[EXERCISE DETAILS]:
Once the line containing "Target: white hair" is found, copy it and each subsequent line exactly. Stop at the end of the records below.

[PROVIDED MATERIAL]:

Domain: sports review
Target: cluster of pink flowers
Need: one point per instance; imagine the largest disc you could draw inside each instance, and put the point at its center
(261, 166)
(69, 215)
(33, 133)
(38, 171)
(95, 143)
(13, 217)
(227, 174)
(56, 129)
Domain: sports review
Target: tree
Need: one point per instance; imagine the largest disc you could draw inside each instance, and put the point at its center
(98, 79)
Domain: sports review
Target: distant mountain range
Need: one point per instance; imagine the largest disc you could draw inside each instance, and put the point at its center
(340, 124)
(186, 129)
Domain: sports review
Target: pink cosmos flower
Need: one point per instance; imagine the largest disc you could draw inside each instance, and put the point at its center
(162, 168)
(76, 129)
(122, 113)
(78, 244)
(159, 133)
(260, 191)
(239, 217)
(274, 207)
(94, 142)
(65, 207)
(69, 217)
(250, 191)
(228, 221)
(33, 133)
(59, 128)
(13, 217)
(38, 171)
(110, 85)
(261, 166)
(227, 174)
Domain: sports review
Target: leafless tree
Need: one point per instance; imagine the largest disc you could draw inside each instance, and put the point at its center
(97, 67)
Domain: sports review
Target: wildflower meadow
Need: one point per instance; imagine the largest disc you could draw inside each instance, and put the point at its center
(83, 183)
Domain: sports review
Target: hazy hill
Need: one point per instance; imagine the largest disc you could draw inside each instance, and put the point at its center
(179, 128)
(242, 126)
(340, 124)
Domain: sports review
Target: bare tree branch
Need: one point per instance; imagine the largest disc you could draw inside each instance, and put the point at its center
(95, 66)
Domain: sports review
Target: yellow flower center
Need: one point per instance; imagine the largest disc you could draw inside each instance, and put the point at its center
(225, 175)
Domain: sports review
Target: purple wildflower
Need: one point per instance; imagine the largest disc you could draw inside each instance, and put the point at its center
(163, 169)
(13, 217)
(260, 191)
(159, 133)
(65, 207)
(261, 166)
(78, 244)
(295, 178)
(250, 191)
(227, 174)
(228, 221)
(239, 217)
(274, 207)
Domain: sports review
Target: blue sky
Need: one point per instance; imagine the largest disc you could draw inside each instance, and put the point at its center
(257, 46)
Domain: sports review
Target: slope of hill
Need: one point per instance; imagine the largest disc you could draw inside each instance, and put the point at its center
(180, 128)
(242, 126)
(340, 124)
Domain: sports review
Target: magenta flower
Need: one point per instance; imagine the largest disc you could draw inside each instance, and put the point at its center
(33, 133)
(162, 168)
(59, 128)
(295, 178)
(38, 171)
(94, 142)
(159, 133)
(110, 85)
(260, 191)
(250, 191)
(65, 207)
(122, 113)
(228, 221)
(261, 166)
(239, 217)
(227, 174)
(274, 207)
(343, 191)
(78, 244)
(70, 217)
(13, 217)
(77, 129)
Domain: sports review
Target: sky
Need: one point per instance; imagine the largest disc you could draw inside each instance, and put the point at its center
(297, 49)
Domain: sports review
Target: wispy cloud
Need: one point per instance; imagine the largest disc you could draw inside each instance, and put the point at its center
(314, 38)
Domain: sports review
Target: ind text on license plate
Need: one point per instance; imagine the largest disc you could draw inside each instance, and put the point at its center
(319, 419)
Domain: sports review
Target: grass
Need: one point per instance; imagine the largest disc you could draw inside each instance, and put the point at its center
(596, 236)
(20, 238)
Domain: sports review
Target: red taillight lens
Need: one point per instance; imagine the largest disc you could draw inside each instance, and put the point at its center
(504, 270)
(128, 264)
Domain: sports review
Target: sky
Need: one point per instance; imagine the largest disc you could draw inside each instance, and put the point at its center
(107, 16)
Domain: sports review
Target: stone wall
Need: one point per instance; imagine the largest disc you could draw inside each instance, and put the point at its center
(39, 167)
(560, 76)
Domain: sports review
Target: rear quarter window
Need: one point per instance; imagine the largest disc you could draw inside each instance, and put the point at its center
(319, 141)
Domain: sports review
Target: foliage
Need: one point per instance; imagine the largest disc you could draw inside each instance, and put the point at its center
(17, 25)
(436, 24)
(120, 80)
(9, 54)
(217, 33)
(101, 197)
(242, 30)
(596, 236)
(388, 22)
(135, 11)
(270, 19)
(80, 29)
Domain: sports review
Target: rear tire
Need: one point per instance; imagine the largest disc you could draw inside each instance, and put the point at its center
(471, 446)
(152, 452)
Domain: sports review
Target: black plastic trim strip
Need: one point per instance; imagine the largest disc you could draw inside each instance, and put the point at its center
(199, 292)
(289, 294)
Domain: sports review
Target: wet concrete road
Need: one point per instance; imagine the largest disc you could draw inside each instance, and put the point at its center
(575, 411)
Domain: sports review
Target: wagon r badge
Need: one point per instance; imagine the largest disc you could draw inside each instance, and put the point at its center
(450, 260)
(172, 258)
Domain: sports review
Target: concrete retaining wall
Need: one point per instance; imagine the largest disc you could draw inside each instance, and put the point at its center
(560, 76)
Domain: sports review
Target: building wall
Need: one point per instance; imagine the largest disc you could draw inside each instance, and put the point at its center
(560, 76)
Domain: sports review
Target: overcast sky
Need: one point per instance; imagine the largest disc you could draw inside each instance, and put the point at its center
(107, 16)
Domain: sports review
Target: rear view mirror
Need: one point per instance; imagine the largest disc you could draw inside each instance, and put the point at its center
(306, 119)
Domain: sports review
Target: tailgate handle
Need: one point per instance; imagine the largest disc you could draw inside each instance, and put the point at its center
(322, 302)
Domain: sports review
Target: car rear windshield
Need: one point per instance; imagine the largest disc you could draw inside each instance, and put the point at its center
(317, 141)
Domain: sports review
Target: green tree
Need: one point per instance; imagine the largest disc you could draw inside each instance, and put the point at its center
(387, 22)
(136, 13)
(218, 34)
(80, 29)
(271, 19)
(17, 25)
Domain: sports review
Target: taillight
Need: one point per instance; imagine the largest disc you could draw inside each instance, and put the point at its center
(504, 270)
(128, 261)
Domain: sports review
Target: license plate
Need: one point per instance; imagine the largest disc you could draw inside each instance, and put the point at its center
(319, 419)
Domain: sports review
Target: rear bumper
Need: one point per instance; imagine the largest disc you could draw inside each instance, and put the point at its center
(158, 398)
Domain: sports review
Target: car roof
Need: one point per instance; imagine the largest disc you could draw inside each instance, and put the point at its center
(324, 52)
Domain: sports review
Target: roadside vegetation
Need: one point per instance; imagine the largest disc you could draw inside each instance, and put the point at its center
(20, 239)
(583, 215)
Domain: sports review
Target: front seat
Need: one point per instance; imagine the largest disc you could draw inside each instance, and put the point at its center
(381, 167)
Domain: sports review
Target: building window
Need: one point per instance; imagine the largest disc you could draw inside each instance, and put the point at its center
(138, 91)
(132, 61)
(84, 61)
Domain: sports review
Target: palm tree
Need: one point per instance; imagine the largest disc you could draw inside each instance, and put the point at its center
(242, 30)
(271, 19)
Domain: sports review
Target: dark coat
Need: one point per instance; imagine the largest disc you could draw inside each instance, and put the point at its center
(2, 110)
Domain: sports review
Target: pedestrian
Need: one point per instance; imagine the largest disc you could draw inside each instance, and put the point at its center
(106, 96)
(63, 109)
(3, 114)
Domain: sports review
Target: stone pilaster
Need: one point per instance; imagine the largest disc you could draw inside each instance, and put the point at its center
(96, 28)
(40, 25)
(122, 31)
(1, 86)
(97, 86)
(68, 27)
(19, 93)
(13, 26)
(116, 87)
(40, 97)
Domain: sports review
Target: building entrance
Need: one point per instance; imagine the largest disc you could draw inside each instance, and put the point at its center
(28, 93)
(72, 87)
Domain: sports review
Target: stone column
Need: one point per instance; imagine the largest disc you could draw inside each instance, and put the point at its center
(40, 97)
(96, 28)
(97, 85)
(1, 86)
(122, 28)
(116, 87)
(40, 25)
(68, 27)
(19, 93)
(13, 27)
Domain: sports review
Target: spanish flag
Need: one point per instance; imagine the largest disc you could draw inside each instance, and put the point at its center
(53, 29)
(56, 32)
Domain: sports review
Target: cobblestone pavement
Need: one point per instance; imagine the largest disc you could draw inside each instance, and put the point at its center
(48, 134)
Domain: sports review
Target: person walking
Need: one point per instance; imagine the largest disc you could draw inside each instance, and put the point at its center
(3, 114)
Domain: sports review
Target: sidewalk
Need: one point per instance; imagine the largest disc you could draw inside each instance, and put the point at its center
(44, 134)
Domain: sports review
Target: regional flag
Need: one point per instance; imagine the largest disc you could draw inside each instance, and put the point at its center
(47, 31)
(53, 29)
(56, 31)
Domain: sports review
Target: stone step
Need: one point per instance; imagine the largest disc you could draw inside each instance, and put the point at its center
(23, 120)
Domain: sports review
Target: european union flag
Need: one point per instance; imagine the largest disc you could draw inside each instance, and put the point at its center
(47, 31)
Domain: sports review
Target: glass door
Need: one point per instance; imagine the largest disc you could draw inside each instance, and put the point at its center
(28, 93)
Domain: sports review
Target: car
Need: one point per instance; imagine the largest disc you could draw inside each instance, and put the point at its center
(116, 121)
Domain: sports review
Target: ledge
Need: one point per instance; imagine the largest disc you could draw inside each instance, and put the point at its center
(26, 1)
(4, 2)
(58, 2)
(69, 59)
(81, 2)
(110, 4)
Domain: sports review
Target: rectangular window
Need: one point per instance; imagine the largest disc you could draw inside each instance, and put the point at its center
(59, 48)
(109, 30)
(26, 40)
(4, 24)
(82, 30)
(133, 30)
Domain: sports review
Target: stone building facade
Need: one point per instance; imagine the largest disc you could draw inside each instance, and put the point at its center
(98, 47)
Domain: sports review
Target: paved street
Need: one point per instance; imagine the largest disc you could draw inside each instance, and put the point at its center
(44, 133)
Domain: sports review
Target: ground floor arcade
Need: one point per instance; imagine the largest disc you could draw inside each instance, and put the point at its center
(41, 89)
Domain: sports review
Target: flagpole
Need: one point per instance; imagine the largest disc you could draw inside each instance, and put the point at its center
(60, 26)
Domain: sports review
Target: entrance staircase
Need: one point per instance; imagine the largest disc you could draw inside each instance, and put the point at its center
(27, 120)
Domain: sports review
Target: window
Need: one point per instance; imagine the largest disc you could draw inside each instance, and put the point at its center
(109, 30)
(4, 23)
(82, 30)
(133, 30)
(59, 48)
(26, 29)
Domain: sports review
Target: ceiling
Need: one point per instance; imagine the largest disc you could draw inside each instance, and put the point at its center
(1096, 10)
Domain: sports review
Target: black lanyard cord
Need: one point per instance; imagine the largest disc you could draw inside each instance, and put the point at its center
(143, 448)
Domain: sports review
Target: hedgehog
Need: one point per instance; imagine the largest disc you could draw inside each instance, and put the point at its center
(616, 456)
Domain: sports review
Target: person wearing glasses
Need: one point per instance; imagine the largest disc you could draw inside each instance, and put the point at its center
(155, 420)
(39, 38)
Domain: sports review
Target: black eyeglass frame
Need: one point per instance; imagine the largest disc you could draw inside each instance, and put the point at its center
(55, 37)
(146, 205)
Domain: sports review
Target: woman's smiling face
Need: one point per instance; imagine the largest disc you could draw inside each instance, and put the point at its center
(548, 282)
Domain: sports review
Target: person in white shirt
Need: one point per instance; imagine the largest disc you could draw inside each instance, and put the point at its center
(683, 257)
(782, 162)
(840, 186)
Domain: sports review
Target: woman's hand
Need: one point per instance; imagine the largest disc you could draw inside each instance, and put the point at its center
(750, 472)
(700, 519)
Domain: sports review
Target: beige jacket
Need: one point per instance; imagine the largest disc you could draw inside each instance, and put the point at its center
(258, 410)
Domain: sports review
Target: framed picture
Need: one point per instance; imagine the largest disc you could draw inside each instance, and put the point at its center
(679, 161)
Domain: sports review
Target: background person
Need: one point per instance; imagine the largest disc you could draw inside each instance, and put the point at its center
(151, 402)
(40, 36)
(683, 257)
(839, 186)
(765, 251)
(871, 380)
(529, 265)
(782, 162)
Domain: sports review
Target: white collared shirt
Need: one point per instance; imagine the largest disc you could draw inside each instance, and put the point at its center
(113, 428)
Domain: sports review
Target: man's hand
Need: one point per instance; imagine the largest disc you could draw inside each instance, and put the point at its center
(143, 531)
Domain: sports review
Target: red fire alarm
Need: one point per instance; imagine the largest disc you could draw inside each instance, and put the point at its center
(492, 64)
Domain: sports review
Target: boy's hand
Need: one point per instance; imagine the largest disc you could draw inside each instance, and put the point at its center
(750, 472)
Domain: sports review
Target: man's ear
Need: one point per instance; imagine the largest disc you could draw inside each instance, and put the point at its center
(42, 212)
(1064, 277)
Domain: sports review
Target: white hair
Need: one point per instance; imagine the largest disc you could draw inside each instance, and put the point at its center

[ANSWER TO THE EXERCISE]:
Target: white hair
Need: one point per instance; imagine the largest disc you could draw inside each instance, and put the point at its center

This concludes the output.